■ **OBJECTIF**
Selon la présentation du roman « Petite sœur, mon amour », pourquoi les médias font-ils grand bruit autour de la mort de Bliss ? Répondez en une ou deux phrases.

■ **TEXTE D'ÉTUDE**
Petite soeur, mon amour
29 janvier 1997, au petit matin. La petite Bliss Rampike disparaît. Quelques heures plus tard, son corps est retrouvé, dissimulé derrière la chaudière de la maison familiale. La police n'écarte aucune piste, mais ne parvient pas à mettre la main sur son assassin. Et puis il y a son frère aîné, Skyler, un enfant mal dans sa peau et gavé de médicaments. Des soupçons pèsent sur lui, d'autant plus que lui même ne garde aucun souvenir de la nuit fatale. Autour de ce drame, qui aurait dû rester familial, les médias font grand bruit. Bliss, en effet, n'était pas une simple petite fille de six ans, mais une jeune étoile montante du patinage artistique. Skyler ne s'est jamais remis de la mort de sa sœur, qu'il aimait autant qu'il la jalousait. Et dix ans après les faits, le jeune homme s'efforce de faire le point, livrant un récit qui se veut une forme de thérapie. Une ultime quête pour comprendre ce qui s'est passé et quel rôle il a été amené à jouer.
Joyce Carol Oates s'inspire ici de faits réels – l'assassinat de la petite JonBenet Ramsey, une mini-Miss prometteuse. Elle reconstruit l'histoire du point de vue du frère aîné, adoptant un style et un ton à même de traduire le malaise d'un jeune homme qui se croit responsable de la mort de sa sœur. Ce choix rend douloureuse l'entrée dans un récit dérangeant. Mais on se laisse rapidement prendre au jeu de l'auteur, qui mêle à l'intrigue un portrait au vitriol de la société américaine, et en particulier des familles aisées de la côte Est. Le père de Skyler, jeune cadre aux dents longues, séducteur invétéré, amateur de grosses cylindrées tape-à-l'œil, se révèle d'une stupidité confondante. Son épouse ne parvient à tromper son ennui de femme au foyer qu'en menant une quête de notabilité. Vaniteuse, futile, elle utilise sa fille comme tremplin vers une reconnaissance sociale et médiatique. Elle contraint son fils à participer aux goûters-rencontres à même de lui ouvrir les portes de ses voisins les plus en vue. C'est un bien triste tableau de la famille américaine que brosse l'auteur. Les apparences triomphent, valorisées à l'excès par des médias omniprésents. Et le constat est amer : l'argent ne suffit pas pour être heureux, quel que soit le nombre de médecins consultés. Le clou de cette lecture est sans doute l'audace de Joyce Carol Oates qui propose une résolution de l'affaire en fin de roman, alors que le crime réel n'a jamais été élucidé.
Merci Christine.
Petite sœur, mon amour, Joyce Carol Oates, 2008.

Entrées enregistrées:
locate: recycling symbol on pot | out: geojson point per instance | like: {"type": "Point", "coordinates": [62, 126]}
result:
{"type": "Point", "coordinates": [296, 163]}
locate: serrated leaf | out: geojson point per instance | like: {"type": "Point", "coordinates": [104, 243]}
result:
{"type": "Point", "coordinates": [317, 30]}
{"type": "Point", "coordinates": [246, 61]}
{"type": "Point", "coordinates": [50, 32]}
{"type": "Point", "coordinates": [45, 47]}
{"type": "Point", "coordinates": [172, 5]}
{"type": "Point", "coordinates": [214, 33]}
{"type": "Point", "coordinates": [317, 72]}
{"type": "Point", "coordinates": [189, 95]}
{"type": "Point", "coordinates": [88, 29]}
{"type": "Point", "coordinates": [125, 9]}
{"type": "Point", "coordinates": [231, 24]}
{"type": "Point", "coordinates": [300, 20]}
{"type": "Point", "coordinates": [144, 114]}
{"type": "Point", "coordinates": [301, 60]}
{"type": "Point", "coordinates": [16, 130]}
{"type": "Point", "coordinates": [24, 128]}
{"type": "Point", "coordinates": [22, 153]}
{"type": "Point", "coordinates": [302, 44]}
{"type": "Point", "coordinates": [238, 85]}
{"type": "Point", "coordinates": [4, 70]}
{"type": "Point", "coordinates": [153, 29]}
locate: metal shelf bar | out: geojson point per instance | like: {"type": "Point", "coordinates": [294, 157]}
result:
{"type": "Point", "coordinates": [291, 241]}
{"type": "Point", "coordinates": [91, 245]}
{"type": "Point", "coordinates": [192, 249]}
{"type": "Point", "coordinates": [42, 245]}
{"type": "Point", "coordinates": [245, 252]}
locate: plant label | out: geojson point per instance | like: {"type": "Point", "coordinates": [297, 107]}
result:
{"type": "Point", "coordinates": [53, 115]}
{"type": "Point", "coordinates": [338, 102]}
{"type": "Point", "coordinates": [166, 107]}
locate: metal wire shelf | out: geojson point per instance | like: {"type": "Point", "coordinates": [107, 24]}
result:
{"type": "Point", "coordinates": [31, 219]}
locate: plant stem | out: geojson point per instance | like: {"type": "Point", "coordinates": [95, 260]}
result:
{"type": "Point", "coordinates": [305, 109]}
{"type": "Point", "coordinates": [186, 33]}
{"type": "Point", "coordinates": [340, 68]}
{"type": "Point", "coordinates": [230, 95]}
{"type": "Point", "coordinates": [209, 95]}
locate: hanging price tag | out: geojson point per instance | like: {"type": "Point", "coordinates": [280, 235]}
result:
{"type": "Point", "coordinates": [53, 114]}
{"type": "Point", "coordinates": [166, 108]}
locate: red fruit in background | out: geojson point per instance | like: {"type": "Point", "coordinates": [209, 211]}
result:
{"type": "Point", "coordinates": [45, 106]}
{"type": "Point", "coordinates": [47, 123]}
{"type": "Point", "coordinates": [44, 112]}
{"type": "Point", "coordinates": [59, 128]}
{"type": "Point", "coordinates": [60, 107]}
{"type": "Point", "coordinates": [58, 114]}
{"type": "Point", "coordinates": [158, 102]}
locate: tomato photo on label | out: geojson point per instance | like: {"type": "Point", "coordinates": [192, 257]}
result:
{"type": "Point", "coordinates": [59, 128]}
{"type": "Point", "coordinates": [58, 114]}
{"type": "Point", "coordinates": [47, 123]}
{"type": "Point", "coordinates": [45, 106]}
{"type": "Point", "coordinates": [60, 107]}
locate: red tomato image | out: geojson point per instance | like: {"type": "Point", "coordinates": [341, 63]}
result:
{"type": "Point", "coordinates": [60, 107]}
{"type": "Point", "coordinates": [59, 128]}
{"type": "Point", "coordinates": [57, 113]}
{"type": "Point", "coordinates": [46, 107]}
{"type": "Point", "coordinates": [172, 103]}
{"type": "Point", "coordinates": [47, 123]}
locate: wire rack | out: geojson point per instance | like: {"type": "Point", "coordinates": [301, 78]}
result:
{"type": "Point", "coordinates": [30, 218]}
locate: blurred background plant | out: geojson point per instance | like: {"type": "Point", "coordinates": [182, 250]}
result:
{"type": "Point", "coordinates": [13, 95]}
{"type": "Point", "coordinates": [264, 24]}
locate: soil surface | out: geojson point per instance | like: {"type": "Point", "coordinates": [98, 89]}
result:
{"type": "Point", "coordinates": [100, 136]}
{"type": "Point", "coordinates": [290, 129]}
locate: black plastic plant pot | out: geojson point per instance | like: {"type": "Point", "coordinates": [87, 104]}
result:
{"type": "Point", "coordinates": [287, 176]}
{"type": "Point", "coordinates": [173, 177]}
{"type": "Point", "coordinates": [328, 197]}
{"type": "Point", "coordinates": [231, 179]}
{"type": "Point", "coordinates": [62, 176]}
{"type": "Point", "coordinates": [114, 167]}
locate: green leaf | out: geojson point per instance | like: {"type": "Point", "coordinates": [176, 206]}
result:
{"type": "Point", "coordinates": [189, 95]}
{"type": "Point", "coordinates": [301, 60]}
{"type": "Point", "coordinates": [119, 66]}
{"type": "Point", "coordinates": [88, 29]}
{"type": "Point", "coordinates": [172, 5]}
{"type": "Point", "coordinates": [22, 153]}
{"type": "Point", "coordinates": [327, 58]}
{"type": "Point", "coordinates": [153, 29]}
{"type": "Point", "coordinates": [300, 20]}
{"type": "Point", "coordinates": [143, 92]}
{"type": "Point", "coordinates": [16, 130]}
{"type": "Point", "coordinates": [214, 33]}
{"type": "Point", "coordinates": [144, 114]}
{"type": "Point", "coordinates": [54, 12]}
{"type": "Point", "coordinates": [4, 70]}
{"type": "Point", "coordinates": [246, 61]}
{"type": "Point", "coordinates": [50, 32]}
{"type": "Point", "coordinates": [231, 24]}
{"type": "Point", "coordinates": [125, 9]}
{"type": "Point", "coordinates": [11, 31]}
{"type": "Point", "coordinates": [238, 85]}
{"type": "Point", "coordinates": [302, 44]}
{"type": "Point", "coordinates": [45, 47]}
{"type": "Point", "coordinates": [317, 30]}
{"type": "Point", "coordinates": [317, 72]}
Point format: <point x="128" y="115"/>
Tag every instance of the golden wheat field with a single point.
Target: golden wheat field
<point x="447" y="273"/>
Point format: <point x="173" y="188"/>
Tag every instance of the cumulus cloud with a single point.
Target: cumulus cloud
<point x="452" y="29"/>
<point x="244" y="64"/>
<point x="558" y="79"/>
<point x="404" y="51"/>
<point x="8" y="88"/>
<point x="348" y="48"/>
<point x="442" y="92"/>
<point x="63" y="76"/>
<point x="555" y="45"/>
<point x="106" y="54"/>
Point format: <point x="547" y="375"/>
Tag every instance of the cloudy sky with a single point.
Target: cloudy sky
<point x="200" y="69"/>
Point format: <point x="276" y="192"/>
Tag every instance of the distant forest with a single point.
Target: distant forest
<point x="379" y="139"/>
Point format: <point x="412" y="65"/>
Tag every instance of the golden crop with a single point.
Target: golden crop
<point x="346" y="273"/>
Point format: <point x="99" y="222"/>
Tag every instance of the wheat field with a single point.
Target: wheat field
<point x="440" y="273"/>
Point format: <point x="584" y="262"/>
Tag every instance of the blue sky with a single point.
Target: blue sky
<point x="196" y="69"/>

■ **RÉPONSE**
Bliss n'était pas une simple petite fille de six ans : c'était une jeune étoile montante du patinage artistique.